## EXERCISE TASK
Count how many lines of the data below contain the string "reflection", matching case exactly, and reply with only that number.

## RAW DATA
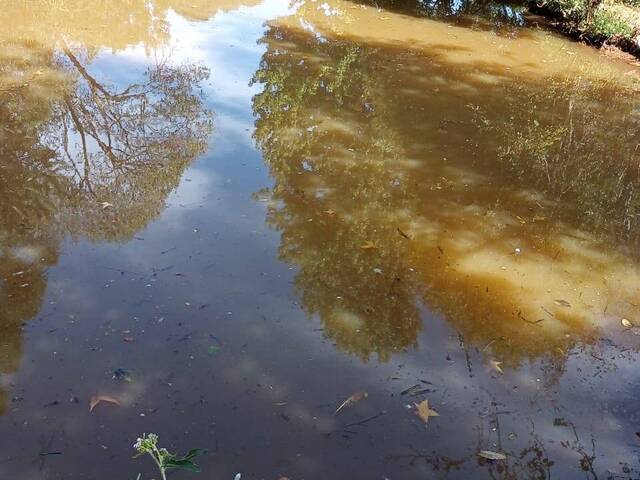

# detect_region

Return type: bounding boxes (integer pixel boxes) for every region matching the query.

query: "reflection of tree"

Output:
* * *
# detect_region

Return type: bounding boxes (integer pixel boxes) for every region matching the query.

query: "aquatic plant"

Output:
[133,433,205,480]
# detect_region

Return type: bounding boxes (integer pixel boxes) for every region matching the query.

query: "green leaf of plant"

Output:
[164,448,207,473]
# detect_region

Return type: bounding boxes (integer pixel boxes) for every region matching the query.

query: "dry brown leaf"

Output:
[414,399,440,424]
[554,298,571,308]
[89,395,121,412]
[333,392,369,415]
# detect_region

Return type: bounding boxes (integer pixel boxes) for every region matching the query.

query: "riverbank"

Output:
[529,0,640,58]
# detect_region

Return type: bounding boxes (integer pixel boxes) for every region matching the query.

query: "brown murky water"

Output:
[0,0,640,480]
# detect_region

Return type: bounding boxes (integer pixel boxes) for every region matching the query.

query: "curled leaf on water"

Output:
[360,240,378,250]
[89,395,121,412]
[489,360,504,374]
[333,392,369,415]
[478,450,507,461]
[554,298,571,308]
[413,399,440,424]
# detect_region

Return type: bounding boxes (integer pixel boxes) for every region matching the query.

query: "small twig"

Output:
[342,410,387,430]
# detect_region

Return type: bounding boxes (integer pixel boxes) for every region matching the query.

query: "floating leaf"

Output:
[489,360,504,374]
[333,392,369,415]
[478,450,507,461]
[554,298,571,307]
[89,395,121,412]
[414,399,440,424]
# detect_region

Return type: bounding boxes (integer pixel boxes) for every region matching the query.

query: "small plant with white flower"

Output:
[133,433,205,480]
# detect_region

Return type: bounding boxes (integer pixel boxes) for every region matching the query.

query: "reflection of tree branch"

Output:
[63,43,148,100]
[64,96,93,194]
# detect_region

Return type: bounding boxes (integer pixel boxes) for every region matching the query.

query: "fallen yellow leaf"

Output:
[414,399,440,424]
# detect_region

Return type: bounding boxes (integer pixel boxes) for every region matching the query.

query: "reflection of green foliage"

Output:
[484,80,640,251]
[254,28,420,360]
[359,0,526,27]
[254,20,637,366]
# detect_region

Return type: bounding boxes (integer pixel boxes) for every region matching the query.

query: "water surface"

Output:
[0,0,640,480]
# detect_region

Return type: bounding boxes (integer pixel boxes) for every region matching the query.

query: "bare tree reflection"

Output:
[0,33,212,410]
* * *
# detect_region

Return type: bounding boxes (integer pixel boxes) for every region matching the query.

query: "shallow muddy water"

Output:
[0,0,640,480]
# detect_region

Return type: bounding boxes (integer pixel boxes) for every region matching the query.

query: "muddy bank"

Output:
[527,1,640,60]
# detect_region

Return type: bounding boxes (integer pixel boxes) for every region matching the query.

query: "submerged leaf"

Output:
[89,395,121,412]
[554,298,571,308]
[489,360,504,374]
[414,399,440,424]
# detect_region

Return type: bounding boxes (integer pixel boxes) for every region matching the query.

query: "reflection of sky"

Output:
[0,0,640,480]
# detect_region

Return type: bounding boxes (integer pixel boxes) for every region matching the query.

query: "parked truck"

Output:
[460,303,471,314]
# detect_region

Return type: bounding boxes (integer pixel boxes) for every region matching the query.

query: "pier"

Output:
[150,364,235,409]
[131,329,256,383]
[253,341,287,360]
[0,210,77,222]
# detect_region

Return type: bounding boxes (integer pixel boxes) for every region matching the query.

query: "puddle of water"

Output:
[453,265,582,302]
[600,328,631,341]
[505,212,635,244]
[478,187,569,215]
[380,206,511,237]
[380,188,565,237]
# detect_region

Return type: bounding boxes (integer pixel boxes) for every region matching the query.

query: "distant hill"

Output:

## RESULT FOR THIS EXERCISE
5